* [STORED RECORDS]:

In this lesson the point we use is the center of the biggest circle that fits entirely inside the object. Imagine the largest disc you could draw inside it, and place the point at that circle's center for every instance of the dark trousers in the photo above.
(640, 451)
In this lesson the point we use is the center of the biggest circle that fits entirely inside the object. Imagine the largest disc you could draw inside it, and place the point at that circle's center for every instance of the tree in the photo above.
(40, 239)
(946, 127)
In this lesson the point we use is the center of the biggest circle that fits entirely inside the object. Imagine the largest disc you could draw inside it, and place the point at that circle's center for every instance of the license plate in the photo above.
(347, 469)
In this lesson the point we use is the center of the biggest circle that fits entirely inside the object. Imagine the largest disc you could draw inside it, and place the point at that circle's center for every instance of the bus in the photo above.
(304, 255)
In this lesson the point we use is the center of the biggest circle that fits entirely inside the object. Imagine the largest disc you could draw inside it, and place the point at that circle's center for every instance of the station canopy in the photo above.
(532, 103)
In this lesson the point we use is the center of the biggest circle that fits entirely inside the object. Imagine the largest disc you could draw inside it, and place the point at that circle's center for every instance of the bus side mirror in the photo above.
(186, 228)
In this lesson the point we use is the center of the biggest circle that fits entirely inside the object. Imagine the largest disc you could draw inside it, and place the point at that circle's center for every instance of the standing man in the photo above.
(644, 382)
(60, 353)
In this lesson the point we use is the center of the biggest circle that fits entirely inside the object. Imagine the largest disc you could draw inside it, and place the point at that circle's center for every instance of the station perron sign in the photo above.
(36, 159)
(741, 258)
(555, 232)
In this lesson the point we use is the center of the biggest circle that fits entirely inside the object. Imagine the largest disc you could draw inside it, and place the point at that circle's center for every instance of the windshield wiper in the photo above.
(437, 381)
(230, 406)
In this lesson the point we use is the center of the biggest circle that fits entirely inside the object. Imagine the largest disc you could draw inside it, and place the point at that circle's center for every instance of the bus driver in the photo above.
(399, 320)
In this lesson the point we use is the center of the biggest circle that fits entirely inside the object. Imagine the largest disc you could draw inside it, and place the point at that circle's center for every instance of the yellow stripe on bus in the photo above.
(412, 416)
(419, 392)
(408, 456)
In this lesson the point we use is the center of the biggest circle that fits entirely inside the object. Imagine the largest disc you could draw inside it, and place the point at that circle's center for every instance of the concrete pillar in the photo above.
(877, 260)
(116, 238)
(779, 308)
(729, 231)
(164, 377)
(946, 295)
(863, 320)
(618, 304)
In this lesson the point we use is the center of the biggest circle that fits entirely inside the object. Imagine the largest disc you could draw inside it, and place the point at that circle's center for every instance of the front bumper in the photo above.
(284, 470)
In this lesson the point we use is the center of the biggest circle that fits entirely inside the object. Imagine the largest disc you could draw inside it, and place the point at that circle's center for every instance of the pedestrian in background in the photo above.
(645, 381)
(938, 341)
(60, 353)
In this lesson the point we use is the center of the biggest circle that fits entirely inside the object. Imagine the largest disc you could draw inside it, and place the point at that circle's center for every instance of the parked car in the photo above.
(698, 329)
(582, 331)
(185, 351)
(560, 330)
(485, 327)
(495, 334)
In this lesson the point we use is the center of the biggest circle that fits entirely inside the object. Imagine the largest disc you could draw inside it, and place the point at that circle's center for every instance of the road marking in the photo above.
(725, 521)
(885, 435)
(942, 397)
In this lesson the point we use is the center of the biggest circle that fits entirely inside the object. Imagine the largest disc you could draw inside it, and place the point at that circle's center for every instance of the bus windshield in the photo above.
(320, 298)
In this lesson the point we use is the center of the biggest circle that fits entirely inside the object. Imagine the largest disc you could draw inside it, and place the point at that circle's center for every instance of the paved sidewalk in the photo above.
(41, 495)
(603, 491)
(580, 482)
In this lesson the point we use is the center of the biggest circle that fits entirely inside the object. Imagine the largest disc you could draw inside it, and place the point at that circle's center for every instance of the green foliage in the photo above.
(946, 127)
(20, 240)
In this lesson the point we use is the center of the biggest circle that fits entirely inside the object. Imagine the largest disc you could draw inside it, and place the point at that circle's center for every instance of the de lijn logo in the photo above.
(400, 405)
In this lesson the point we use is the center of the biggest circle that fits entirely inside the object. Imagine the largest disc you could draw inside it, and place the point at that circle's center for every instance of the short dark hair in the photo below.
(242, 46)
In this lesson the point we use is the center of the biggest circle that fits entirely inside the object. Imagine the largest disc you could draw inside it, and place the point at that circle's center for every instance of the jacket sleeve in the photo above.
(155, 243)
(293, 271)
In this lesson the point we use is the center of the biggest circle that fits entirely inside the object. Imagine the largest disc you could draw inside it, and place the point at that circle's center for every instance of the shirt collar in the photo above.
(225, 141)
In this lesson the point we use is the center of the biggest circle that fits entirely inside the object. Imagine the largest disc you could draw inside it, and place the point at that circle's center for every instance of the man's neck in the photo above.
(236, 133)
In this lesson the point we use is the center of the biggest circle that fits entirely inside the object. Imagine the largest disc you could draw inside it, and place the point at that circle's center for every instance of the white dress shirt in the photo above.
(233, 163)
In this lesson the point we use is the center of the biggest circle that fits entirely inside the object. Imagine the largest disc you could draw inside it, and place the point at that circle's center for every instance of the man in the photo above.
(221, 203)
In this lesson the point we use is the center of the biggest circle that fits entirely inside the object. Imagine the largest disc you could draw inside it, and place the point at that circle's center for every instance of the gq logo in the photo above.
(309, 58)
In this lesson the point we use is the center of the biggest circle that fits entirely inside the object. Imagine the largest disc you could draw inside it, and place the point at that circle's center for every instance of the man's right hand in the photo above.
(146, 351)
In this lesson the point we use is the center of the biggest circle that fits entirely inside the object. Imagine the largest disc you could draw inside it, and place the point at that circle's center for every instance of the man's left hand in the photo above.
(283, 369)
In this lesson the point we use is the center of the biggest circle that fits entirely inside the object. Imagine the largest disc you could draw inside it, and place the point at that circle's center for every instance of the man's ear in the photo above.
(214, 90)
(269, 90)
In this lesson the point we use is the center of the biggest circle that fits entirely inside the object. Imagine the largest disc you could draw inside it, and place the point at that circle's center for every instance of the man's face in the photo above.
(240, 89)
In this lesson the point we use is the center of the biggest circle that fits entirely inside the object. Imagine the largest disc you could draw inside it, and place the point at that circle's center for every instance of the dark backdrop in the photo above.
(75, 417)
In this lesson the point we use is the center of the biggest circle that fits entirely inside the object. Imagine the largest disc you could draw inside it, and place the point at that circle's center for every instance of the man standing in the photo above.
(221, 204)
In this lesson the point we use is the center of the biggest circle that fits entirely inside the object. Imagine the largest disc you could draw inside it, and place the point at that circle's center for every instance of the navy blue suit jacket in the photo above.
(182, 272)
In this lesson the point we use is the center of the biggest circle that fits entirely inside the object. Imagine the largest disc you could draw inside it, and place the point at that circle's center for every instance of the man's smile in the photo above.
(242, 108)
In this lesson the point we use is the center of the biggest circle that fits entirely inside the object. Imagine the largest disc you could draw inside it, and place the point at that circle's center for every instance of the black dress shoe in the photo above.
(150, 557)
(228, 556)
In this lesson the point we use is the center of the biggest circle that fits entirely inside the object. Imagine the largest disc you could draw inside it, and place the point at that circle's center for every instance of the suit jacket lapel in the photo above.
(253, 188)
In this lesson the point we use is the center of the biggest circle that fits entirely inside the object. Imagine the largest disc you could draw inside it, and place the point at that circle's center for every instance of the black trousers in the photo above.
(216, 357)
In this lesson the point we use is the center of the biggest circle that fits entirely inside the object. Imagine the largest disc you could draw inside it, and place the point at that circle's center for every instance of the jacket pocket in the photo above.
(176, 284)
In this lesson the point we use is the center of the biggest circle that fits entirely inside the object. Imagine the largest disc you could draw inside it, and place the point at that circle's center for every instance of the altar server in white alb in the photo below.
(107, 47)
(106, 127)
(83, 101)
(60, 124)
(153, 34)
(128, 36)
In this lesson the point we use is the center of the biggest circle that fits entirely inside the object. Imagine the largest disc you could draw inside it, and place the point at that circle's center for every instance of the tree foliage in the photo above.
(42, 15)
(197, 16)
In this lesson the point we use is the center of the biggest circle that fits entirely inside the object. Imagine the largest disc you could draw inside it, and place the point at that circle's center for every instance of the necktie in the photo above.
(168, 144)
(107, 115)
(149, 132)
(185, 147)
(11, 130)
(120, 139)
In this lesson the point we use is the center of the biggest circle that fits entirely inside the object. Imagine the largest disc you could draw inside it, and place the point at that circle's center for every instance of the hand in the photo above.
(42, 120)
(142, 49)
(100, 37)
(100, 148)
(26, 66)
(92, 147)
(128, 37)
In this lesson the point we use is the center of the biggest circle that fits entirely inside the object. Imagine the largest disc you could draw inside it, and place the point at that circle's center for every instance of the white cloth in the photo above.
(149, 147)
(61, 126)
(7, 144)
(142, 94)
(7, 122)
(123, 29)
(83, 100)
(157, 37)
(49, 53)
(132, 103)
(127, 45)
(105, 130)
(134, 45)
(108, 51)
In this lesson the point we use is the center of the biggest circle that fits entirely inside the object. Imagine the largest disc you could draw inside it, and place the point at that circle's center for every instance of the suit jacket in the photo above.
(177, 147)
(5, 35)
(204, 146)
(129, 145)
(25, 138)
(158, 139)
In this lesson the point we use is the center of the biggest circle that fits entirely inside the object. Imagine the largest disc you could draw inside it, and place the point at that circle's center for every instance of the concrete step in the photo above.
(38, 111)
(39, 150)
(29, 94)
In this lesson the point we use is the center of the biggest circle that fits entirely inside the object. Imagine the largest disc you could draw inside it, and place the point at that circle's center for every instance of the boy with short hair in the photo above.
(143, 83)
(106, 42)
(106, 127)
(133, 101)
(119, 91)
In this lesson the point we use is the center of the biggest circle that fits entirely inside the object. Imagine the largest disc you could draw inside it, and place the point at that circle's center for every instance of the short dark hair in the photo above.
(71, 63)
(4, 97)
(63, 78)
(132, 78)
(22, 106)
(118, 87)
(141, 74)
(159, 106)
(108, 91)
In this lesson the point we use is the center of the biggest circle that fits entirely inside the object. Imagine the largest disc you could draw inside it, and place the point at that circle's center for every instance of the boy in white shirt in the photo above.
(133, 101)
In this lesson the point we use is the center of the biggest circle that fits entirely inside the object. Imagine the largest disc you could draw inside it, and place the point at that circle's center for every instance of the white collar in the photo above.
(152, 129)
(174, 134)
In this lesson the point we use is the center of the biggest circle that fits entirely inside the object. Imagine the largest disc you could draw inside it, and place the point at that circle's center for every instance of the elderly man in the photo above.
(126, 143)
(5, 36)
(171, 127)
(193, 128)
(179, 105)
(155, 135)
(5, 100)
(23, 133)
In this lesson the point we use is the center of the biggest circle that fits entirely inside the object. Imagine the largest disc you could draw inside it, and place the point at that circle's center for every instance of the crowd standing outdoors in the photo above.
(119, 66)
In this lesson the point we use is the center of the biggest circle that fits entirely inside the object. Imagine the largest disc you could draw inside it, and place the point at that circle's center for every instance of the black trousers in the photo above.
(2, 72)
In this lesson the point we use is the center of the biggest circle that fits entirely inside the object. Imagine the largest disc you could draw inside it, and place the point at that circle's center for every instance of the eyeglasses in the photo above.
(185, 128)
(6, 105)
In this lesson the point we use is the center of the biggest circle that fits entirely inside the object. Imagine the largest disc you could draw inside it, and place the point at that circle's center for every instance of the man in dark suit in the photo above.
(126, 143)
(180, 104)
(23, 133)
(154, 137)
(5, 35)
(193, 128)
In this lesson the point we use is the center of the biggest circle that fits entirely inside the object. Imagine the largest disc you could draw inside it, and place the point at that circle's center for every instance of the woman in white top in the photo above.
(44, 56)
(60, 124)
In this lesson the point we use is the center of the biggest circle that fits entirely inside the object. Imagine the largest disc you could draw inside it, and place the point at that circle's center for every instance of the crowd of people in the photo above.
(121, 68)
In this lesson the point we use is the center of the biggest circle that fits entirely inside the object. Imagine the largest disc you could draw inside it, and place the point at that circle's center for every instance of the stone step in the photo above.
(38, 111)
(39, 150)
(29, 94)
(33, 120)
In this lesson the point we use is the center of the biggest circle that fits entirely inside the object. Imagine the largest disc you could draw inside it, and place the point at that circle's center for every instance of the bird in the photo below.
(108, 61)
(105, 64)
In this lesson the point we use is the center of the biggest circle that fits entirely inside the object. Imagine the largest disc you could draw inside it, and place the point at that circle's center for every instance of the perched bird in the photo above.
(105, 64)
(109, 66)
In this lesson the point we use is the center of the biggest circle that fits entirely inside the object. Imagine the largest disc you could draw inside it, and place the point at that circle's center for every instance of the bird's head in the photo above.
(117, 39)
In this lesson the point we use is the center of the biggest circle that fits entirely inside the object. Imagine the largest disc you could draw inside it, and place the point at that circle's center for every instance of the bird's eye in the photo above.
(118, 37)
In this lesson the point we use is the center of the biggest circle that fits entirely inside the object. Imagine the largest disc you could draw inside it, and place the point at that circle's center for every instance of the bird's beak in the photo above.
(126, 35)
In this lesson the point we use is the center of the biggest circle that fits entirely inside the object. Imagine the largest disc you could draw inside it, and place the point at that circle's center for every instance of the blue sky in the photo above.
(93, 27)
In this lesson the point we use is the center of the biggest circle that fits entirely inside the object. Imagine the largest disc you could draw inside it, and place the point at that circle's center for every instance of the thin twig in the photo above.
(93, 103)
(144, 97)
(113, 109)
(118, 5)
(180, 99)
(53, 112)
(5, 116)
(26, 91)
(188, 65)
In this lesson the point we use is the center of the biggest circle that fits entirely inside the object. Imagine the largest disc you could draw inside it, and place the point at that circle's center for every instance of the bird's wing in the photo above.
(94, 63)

* [WORK TO DO]:
From the line containing "bird in the photo above." through the closing line of the material above, return every line exactly and omit all others.

* [SOLUTION TO THIS PROBLEM]:
In this lesson the point we use is the center of the biggest circle that fits entirely inside the object. Imagine the largest disc you could draw inside it, and place the point at that circle's center for every instance of the perched bird in the photo above.
(105, 64)
(109, 66)
In this lesson the point we use is the center of the biggest circle that fits entirely inside the object. Imagine the largest disc you could draw inside it, and place the point at that circle's center for every instance of the bird's head in the photo above.
(117, 39)
In this lesson the point we use is the center of the biggest circle that fits entirely inside the object. Imagine the largest disc you could draw inside it, and place the point at that circle's center for every instance of the bird's eye in the photo above.
(118, 37)
In this lesson the point we use is the center of the biggest circle that fits entirely inside the object. Imagine the largest disc you could draw inside it, and place the point at that circle's center for every instance of the bird's beak in the photo above.
(126, 35)
In this lesson the point we use is the center of the biggest circle that fits entirely inside the object. Imagine the largest disc you could draw inside it, and place the point at that circle's center for every instance of the blue sky in the photo above.
(93, 27)
In this lesson the point we use is the center of the biggest circle that fits entirely inside the object. Imagine the largest disc you could draw inside it, and place the point at that circle's center for every instance of the thin twig in the photo above.
(93, 103)
(144, 97)
(113, 109)
(118, 5)
(180, 99)
(53, 112)
(5, 116)
(26, 91)
(188, 65)
In this lesson the point we use is the center of the biggest circle that fits entirely inside the object. Imagine the largest disc you could draw inside it, and place the point at that circle's center for every instance of the bird's wing in the photo above.
(94, 63)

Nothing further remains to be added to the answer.